_WHAT TO PRODUCE_
Display every line of the listing below in which the word "positive" appears, treating uppercase and lowercase letters as different.

- Opening Delimiter -

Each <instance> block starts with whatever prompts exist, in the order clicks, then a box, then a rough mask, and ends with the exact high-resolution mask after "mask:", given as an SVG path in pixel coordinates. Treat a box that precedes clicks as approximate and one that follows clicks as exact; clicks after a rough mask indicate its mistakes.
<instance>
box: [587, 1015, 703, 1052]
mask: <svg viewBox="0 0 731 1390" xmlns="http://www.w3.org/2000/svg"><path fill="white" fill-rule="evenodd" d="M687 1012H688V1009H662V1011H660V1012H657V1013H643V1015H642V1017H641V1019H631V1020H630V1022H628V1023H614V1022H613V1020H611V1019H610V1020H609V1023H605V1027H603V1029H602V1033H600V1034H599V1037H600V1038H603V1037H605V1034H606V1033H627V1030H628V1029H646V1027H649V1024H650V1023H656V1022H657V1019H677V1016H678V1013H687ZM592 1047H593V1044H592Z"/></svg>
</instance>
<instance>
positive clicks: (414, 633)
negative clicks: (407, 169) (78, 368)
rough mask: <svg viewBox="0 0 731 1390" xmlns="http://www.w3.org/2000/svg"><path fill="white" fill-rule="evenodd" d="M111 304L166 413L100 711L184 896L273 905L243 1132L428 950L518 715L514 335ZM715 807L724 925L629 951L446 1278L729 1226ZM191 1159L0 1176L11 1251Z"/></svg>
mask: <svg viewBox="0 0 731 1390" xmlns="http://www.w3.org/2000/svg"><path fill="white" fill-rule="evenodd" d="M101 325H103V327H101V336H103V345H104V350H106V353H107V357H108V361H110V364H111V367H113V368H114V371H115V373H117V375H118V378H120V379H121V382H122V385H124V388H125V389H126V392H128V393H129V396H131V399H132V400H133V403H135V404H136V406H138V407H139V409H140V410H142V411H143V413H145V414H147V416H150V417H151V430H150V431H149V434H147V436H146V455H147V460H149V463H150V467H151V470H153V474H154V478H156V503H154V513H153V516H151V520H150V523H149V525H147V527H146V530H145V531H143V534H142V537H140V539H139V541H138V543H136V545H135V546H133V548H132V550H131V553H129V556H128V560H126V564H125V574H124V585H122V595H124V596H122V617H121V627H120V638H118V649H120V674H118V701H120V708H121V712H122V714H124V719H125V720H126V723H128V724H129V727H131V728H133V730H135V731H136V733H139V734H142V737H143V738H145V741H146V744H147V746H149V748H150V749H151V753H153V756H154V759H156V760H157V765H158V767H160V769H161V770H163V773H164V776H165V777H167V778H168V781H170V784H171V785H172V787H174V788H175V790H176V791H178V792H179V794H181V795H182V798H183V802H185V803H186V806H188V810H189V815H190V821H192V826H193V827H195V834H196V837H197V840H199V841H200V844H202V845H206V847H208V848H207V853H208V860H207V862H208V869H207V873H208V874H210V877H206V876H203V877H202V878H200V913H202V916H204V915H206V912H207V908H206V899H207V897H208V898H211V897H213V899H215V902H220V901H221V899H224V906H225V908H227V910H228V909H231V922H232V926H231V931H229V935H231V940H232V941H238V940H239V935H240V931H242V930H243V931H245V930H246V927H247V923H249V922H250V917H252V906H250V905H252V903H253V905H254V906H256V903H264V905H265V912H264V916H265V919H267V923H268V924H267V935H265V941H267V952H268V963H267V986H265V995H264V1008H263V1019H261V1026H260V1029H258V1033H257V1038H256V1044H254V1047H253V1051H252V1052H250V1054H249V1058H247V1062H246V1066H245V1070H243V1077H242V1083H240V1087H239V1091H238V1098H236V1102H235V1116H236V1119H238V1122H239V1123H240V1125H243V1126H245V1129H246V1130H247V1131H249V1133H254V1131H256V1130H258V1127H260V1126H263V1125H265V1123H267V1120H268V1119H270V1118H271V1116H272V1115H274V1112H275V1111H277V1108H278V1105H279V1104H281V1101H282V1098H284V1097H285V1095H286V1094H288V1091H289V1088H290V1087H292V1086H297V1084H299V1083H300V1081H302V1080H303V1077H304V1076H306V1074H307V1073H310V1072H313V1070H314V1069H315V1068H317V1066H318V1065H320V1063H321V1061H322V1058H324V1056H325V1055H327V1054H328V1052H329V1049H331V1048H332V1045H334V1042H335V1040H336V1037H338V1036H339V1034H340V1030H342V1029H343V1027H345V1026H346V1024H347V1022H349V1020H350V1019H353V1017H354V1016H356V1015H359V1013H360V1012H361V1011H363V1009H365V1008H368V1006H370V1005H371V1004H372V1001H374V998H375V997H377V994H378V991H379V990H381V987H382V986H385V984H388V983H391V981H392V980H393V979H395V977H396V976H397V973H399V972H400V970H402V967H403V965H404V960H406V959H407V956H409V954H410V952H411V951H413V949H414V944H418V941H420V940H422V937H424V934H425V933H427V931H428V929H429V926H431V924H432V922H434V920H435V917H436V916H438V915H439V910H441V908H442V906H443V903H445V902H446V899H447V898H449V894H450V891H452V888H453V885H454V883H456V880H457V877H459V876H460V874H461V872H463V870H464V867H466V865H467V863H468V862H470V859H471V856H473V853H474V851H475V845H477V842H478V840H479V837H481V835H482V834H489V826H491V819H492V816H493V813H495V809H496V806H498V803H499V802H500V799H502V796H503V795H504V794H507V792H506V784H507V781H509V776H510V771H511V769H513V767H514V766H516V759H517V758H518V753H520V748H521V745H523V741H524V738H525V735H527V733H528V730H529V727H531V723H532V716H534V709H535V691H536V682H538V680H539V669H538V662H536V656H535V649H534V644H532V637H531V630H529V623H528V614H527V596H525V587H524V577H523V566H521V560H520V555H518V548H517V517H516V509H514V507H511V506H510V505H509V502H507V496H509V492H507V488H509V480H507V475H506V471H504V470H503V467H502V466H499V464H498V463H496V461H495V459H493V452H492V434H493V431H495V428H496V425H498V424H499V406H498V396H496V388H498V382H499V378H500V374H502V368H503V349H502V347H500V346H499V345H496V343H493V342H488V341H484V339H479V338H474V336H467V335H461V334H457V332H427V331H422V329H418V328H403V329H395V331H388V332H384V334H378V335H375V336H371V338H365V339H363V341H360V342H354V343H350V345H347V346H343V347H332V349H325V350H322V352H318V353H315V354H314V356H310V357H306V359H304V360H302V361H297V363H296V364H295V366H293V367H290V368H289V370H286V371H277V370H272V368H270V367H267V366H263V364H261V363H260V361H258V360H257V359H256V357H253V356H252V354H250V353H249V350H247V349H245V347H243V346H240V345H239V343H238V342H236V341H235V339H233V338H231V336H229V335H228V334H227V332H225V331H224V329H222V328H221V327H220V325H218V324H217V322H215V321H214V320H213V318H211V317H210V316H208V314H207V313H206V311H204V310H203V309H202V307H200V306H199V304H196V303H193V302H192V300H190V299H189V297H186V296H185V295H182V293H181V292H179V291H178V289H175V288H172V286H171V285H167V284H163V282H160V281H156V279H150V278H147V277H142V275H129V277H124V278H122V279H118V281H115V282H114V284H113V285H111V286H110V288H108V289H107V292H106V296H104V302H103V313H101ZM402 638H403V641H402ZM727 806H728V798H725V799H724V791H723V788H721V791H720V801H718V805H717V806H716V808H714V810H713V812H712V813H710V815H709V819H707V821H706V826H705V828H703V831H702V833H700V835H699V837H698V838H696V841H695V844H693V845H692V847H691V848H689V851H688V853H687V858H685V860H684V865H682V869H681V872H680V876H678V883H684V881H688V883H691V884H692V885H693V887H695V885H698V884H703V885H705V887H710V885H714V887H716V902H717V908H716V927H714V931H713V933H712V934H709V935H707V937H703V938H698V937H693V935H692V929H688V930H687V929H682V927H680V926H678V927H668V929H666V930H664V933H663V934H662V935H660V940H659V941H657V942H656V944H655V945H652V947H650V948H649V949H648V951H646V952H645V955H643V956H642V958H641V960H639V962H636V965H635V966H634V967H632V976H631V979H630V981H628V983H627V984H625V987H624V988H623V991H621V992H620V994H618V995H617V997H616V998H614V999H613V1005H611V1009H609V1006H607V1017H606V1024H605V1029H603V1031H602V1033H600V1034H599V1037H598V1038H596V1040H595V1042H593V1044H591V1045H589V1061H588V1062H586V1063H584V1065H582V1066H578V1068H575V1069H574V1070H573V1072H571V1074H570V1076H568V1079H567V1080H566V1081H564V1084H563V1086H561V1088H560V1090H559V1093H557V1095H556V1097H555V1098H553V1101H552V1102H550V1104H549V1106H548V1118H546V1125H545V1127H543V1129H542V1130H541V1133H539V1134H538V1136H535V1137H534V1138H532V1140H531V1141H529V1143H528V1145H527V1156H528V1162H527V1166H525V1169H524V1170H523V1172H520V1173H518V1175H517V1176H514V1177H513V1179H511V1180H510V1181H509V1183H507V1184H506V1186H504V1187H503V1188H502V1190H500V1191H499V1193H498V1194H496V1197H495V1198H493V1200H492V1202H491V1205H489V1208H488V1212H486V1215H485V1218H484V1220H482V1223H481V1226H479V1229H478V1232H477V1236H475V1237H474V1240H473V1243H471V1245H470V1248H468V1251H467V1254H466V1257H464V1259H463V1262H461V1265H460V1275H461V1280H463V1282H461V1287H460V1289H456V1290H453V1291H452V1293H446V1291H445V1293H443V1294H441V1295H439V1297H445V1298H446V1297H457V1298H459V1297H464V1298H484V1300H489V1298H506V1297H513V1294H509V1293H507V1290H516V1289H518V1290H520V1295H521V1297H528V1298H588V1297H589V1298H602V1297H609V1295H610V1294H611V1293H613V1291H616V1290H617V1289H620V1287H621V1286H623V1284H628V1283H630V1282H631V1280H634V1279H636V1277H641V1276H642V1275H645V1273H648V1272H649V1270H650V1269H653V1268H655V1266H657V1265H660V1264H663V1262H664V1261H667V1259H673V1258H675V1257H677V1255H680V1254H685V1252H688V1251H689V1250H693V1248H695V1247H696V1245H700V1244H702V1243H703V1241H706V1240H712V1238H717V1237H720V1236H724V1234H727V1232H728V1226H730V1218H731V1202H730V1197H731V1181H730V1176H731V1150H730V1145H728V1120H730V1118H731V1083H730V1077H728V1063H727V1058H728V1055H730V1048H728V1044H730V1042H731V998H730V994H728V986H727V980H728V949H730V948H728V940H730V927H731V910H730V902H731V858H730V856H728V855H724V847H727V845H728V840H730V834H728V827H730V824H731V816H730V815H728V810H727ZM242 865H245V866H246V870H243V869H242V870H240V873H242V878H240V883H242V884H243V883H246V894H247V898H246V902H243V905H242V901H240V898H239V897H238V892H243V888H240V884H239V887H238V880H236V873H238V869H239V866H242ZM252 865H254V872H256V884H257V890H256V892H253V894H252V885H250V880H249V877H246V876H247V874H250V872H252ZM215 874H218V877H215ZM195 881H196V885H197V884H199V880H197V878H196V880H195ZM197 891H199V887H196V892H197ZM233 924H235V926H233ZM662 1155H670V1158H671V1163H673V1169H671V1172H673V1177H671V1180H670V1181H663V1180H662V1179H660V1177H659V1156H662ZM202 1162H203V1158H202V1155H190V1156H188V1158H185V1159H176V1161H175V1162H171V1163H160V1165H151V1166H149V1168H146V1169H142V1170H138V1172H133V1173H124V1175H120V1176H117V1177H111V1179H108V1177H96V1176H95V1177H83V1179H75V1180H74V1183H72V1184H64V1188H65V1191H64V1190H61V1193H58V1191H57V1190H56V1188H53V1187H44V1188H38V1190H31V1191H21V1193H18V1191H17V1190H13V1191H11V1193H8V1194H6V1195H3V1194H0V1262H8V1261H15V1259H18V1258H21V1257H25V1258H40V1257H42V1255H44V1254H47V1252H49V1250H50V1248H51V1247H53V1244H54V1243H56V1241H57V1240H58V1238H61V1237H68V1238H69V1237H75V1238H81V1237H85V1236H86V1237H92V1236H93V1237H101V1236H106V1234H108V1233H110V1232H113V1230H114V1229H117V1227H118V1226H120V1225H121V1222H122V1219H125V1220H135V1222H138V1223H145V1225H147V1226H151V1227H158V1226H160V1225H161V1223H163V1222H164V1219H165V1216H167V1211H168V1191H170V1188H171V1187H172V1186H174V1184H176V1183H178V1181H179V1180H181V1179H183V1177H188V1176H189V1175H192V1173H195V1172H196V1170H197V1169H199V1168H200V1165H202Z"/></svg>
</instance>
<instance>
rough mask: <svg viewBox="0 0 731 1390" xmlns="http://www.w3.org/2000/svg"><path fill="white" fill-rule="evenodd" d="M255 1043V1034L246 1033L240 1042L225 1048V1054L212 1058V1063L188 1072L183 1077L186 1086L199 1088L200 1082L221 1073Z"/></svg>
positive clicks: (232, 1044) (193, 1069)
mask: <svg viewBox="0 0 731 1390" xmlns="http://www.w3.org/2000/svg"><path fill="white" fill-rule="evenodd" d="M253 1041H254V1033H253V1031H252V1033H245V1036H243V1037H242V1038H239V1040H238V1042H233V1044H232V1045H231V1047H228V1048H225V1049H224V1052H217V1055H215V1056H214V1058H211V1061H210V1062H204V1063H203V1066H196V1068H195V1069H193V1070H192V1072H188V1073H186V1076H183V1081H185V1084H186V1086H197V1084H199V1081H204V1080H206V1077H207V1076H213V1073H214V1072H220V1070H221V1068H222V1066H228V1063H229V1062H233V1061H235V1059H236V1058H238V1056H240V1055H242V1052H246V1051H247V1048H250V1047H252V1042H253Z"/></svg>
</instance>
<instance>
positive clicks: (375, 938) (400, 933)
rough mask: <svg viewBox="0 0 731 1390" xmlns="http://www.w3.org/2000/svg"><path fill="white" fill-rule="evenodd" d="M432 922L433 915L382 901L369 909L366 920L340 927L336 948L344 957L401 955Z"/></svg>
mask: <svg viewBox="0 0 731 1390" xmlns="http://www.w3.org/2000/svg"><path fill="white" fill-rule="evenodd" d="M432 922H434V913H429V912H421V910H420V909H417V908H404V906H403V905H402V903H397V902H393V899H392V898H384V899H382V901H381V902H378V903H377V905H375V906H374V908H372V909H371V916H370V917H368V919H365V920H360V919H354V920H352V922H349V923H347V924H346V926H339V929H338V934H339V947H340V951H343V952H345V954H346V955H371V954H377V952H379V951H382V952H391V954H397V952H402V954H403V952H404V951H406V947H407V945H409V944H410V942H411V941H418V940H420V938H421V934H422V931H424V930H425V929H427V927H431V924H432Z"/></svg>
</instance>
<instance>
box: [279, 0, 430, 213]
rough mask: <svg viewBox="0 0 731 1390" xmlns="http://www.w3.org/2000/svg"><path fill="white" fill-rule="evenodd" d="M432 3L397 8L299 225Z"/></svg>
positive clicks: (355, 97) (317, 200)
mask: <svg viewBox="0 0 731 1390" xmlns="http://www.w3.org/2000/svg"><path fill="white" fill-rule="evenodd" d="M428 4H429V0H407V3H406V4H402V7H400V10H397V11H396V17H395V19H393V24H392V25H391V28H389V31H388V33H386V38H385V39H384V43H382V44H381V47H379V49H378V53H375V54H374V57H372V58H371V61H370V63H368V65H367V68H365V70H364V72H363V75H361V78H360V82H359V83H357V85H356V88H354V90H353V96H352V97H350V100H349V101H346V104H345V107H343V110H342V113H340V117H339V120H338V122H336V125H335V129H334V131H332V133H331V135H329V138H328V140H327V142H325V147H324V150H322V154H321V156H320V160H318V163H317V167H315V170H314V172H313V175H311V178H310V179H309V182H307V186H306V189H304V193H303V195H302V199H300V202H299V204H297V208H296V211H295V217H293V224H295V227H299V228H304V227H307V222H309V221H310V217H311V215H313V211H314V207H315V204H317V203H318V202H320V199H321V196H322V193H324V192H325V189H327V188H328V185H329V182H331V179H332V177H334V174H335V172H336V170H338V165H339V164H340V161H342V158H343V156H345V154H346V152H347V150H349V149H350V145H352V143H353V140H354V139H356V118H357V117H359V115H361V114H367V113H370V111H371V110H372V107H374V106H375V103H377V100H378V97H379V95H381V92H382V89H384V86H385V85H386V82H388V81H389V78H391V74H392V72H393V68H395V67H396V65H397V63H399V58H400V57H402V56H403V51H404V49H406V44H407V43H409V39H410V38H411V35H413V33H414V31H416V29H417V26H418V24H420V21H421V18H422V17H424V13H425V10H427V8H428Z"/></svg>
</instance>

- Closing Delimiter -

_ANSWER FOR THE TASK_
positive clicks: (414, 633)
positive clicks: (232, 1044) (193, 1069)
positive clicks: (375, 938) (400, 933)
positive clicks: (355, 97) (317, 200)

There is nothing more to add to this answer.